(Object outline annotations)
+---+

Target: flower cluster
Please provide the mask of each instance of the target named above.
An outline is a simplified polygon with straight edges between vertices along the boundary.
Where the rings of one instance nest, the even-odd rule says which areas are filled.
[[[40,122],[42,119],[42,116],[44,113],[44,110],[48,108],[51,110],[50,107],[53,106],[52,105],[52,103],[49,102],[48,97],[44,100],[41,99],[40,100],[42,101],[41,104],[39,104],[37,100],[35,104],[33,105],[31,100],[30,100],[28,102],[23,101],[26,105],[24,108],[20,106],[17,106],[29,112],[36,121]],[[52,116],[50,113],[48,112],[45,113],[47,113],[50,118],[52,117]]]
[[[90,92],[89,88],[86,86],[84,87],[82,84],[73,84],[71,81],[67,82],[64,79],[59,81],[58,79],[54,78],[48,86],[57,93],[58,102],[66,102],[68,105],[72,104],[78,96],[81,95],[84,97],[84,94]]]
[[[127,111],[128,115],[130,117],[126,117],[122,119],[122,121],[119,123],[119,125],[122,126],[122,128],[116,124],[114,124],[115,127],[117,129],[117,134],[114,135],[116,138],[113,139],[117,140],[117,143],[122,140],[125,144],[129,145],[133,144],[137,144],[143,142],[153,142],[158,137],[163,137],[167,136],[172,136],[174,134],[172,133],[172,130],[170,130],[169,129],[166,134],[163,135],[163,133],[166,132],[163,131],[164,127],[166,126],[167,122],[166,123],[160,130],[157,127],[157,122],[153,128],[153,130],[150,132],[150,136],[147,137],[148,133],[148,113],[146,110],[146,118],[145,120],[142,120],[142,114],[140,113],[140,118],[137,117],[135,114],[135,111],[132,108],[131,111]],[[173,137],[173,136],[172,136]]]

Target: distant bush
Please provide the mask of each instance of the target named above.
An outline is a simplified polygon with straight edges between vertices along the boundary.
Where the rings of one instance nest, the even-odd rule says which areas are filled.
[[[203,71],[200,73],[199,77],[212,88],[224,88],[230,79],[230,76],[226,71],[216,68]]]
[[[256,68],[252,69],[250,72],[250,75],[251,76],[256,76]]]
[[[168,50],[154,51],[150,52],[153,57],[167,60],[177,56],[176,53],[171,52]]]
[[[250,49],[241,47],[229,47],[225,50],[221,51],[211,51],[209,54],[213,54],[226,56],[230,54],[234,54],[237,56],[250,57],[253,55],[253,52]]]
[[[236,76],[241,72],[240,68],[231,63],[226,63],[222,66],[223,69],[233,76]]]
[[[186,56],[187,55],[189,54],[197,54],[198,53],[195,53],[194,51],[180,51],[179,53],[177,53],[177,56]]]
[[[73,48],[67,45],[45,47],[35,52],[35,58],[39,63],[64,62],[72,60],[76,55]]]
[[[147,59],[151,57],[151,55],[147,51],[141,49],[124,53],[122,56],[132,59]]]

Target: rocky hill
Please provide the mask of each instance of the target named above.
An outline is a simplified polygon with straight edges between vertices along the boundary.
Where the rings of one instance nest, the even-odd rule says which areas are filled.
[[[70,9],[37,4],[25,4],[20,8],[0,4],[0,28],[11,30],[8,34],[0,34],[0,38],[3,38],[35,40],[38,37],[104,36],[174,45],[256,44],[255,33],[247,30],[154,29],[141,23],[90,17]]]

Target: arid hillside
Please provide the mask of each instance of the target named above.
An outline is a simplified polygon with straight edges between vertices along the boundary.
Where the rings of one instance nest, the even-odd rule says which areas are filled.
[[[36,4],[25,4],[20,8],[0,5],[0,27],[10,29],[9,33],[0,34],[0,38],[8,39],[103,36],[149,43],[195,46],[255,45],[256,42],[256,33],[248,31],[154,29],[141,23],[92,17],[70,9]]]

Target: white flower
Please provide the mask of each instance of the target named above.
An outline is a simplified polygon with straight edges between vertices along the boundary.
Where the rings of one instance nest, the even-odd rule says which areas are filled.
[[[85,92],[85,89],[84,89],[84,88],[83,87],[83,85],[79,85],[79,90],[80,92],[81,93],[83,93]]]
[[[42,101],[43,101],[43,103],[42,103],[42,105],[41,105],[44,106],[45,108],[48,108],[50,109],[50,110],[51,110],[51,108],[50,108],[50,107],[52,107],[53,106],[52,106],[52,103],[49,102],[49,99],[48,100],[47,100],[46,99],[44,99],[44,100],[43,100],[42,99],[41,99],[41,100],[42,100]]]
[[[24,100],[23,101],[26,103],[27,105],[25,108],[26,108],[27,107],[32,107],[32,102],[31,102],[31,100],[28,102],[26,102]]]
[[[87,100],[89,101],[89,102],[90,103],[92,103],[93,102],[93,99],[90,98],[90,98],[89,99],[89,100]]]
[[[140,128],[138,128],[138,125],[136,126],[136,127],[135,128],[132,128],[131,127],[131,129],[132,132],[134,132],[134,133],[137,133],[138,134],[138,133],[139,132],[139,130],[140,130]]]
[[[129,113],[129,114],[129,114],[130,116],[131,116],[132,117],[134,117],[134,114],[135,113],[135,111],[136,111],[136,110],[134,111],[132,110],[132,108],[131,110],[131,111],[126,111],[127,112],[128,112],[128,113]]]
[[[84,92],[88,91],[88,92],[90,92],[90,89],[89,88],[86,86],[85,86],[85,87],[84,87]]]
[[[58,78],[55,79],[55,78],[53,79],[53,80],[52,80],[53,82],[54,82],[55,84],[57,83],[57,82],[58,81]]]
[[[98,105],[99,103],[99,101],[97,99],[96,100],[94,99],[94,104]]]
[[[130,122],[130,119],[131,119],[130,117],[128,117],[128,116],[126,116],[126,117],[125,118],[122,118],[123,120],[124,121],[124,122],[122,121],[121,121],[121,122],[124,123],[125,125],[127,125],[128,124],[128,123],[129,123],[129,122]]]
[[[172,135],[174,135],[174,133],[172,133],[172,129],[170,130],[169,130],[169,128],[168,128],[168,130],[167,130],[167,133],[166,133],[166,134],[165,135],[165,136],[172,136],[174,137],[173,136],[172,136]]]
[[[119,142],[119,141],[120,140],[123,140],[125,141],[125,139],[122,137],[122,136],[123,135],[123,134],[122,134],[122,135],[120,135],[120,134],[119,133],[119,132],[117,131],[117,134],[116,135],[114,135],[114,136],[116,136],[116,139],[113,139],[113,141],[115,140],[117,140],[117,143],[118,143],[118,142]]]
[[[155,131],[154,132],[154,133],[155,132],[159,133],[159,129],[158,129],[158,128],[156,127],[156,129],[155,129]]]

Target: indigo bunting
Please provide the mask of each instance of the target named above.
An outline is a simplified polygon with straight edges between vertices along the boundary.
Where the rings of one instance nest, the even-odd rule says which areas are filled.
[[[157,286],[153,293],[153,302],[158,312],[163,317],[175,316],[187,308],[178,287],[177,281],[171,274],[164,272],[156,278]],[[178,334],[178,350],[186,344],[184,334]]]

+---+

-- Set problem --
Rewrite all of the rows above, putting "closed polygon" in place of each "simplified polygon" and keeping everything else the same.

-- Output for this exercise --
Target: flower cluster
Please provide the mask of each instance of the target named above.
An outline is a closed polygon with straight edges between vertices along the boundary.
Where the rings of one instance nest, the even-odd rule says which areas are filled.
[[[40,122],[42,119],[42,116],[44,113],[44,110],[48,108],[51,110],[50,107],[53,106],[52,105],[52,103],[49,102],[48,97],[44,100],[41,99],[40,100],[42,101],[41,104],[39,104],[37,100],[35,104],[33,105],[31,100],[30,100],[28,102],[23,101],[26,105],[24,108],[20,106],[17,106],[29,112],[36,121]],[[52,116],[50,113],[48,112],[45,113],[47,113],[50,118],[52,117]]]
[[[90,92],[89,88],[86,86],[84,87],[82,84],[73,84],[71,81],[67,82],[64,79],[59,81],[58,79],[54,78],[48,86],[57,93],[58,102],[66,102],[68,105],[72,104],[78,96],[81,95],[84,97],[84,94]]]
[[[127,111],[128,115],[130,117],[126,117],[122,119],[122,121],[119,123],[119,125],[122,126],[122,128],[116,124],[114,124],[115,127],[117,129],[117,134],[114,135],[116,138],[113,139],[117,140],[117,143],[122,140],[125,144],[129,145],[133,144],[137,144],[143,142],[153,142],[158,137],[163,137],[167,136],[172,136],[174,134],[172,133],[172,130],[170,130],[169,129],[166,134],[163,135],[163,133],[166,132],[163,131],[164,127],[166,126],[167,122],[166,123],[160,130],[157,127],[157,122],[153,128],[153,130],[150,132],[150,136],[147,137],[148,133],[148,113],[146,110],[146,118],[145,120],[142,120],[142,114],[140,113],[140,118],[137,117],[135,114],[135,111],[132,108],[131,111]],[[173,137],[173,136],[172,136]]]

Target: distant bush
Please provide the mask of each instance of the target named above.
An outline is a closed polygon with straight edges between vertices along the boundary.
Where the rings of one instance nest, the even-odd rule says which areas are filled.
[[[203,71],[200,73],[199,77],[212,88],[224,88],[230,79],[230,76],[226,71],[216,68]]]
[[[256,68],[252,69],[250,72],[250,75],[251,76],[256,76]]]
[[[168,50],[154,51],[150,52],[153,57],[167,60],[177,56],[176,53],[171,52]]]
[[[250,49],[241,47],[229,47],[225,50],[221,51],[211,51],[209,54],[213,54],[226,56],[230,54],[234,54],[237,56],[250,57],[253,55],[253,52]]]
[[[236,76],[241,72],[240,68],[231,63],[226,63],[222,66],[223,69],[233,76]]]
[[[186,56],[187,55],[189,54],[197,54],[198,53],[195,53],[194,51],[180,51],[179,53],[177,53],[177,56]]]
[[[73,48],[67,45],[45,47],[35,52],[35,58],[39,63],[64,62],[72,60],[76,55]]]
[[[147,59],[151,57],[151,55],[147,51],[141,49],[124,53],[122,56],[132,59]]]

Target: rocky hill
Please provide the mask of each instance of the target named above.
An outline is a closed polygon with straight edges between vertices along the boundary.
Where the rings of one instance nest, the even-odd rule says which areas are filled.
[[[70,9],[37,4],[25,4],[20,8],[0,4],[0,28],[11,30],[8,34],[0,34],[0,38],[3,38],[35,40],[38,37],[104,36],[174,45],[256,44],[255,33],[247,30],[154,29],[141,23],[90,17]]]

Target: arid hillside
Please provide the mask of each instance of the target named above.
An outline is a closed polygon with straight edges between vertices along the boundary.
Where the rings of one instance nest, the even-odd rule says which areas are filled.
[[[36,4],[25,4],[20,8],[0,5],[0,27],[10,29],[9,33],[0,34],[0,38],[8,39],[103,36],[149,43],[195,46],[255,45],[256,42],[256,33],[248,31],[154,29],[141,23],[92,17],[70,9]]]

Target: white flower
Please provide the mask of each instance of the target named above.
An outline is a closed polygon with straight edges between vertices along the boundary.
Where the rings of one instance nest, the even-odd rule says which areas are filled.
[[[85,92],[85,89],[84,89],[84,88],[83,87],[83,85],[79,85],[79,90],[80,92],[81,93],[83,93]]]
[[[42,101],[43,101],[43,103],[42,103],[42,105],[41,105],[44,106],[45,108],[48,108],[50,109],[50,110],[51,110],[51,108],[50,108],[50,107],[52,107],[53,106],[52,106],[52,103],[49,102],[49,99],[48,100],[47,100],[46,99],[44,99],[44,100],[43,100],[42,99],[41,99],[41,100],[42,100]]]
[[[24,100],[23,101],[26,103],[27,105],[25,108],[26,108],[27,107],[32,107],[32,102],[31,102],[31,100],[28,102],[26,102]]]
[[[87,100],[89,101],[89,102],[90,103],[92,103],[93,102],[93,99],[90,98],[90,98],[89,99],[89,100]]]
[[[140,128],[138,128],[138,125],[136,126],[136,127],[135,128],[132,128],[131,127],[131,129],[132,132],[134,132],[134,133],[137,133],[138,134],[138,133],[139,132],[139,130],[140,130]]]
[[[129,113],[129,114],[129,114],[130,116],[131,116],[132,117],[134,117],[134,114],[135,113],[135,111],[136,111],[136,110],[134,111],[132,110],[132,108],[131,110],[131,111],[126,111],[127,112],[128,112],[128,113]]]
[[[84,92],[88,91],[88,92],[90,92],[90,89],[89,88],[86,86],[85,86],[85,87],[84,87]]]
[[[58,78],[55,79],[55,78],[53,79],[53,80],[52,80],[53,82],[54,82],[55,84],[57,83],[57,82],[58,81]]]
[[[98,105],[99,103],[99,101],[97,99],[96,100],[94,99],[94,104]]]
[[[130,122],[130,119],[131,119],[130,117],[128,117],[128,116],[126,116],[126,117],[125,118],[122,118],[123,120],[124,121],[124,122],[122,121],[121,121],[121,122],[124,123],[125,125],[127,125],[128,124],[128,123],[129,123],[129,122]]]
[[[172,135],[174,135],[174,133],[172,133],[172,129],[170,130],[169,130],[169,128],[168,128],[168,130],[167,130],[167,133],[166,133],[166,134],[165,135],[165,136],[172,136],[174,137],[173,136],[172,136]]]
[[[119,142],[119,141],[120,140],[123,140],[125,141],[125,139],[122,137],[122,136],[123,135],[123,134],[122,134],[122,135],[120,135],[120,134],[119,133],[119,132],[117,131],[117,134],[116,135],[114,135],[114,136],[116,136],[116,139],[113,139],[113,141],[115,140],[117,140],[117,143],[118,143],[118,142]]]
[[[155,131],[154,132],[154,133],[155,132],[159,133],[159,129],[158,129],[158,128],[156,127],[156,129],[155,129]]]

Target: indigo bunting
Please provide the mask of each instance of the target named above.
An outline is a closed polygon with straight edges between vertices along the boundary.
Where the rings of one instance nest, the even-odd rule says which areas are filled.
[[[157,286],[153,293],[153,302],[158,312],[163,317],[175,316],[187,308],[178,287],[177,281],[171,274],[164,272],[156,278]],[[178,334],[178,350],[186,344],[184,334]]]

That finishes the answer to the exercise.